* **Exercise instructions**:
Locate each line in the listing below that contains the string "orchid", and copy those lines.

[Excerpts from point annotation data]
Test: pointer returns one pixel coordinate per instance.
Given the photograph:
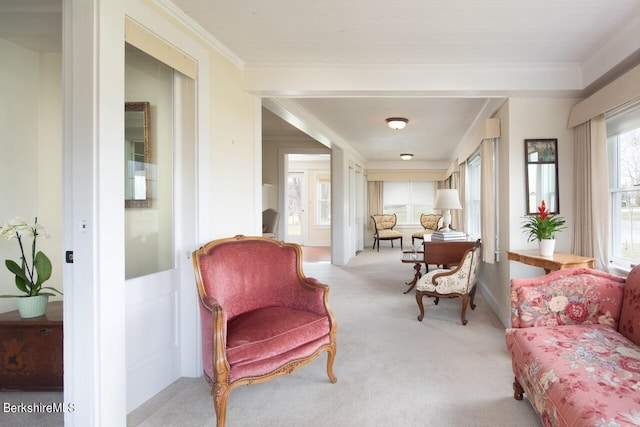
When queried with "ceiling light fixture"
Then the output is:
(397, 123)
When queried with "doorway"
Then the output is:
(307, 201)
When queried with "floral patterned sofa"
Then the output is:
(575, 346)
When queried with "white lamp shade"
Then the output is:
(447, 199)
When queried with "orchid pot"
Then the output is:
(30, 272)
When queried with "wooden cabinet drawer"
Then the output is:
(31, 351)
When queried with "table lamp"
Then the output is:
(447, 199)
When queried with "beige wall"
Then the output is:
(31, 161)
(524, 118)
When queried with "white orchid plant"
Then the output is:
(30, 274)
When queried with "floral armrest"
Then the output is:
(567, 297)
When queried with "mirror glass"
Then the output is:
(137, 151)
(541, 169)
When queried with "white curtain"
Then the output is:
(375, 197)
(591, 196)
(488, 203)
(462, 191)
(456, 214)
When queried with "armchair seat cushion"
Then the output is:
(266, 332)
(445, 284)
(389, 234)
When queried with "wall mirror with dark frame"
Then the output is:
(137, 149)
(541, 170)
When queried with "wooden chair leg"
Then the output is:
(518, 391)
(464, 299)
(331, 355)
(472, 296)
(419, 296)
(220, 396)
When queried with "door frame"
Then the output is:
(283, 171)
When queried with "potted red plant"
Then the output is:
(543, 227)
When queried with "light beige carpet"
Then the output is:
(392, 370)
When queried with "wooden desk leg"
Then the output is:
(417, 267)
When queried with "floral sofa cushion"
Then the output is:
(385, 222)
(630, 317)
(567, 299)
(578, 375)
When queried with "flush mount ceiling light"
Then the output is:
(397, 123)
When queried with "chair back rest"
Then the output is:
(246, 273)
(470, 265)
(270, 220)
(431, 221)
(475, 265)
(384, 222)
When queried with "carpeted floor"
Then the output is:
(392, 370)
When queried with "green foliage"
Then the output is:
(545, 227)
(28, 278)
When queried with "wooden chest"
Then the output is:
(31, 350)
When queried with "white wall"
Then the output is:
(31, 147)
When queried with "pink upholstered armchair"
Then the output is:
(261, 317)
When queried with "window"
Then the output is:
(323, 204)
(408, 200)
(472, 202)
(623, 136)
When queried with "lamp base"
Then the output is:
(448, 235)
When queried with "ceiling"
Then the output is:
(336, 69)
(461, 37)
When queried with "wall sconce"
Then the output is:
(397, 123)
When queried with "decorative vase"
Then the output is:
(547, 247)
(32, 306)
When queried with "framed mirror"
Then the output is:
(137, 151)
(541, 170)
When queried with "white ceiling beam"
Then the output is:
(622, 45)
(438, 80)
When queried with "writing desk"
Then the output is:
(557, 261)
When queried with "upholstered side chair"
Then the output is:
(261, 317)
(430, 223)
(459, 282)
(384, 229)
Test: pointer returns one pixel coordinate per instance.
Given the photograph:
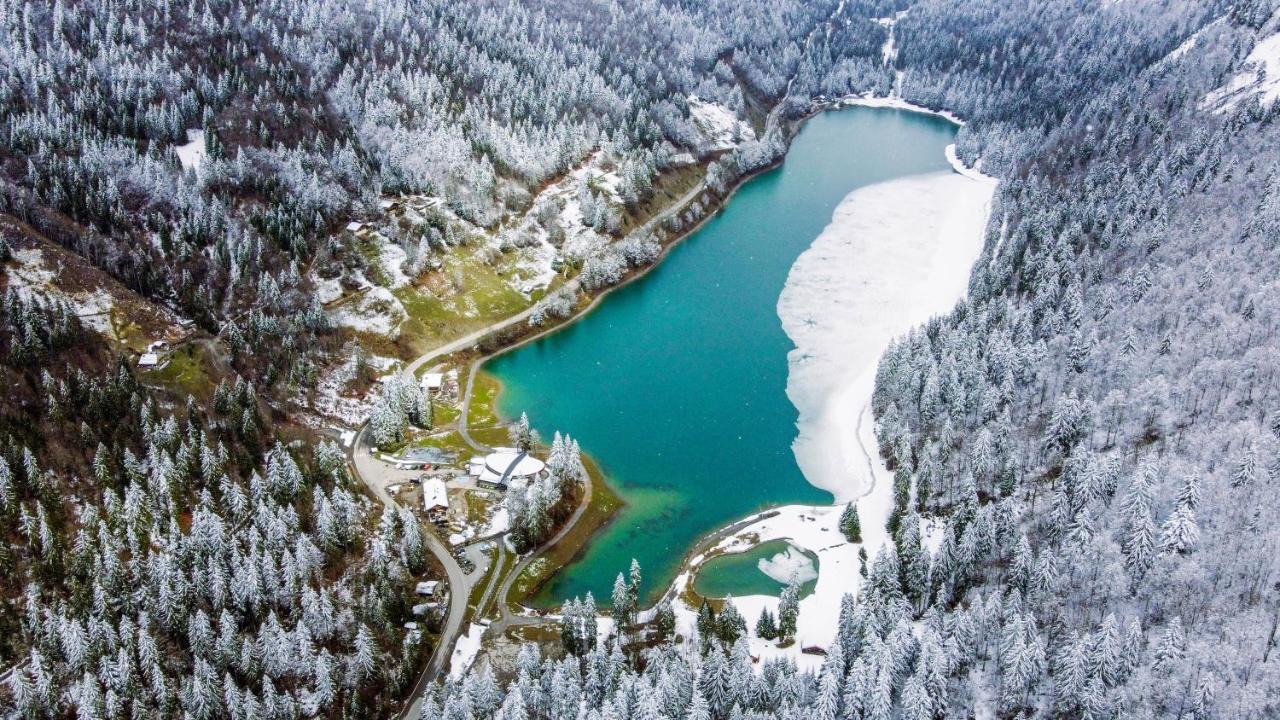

* **Reply**:
When queried with "orchid pot"
When queried with "white orchid plant"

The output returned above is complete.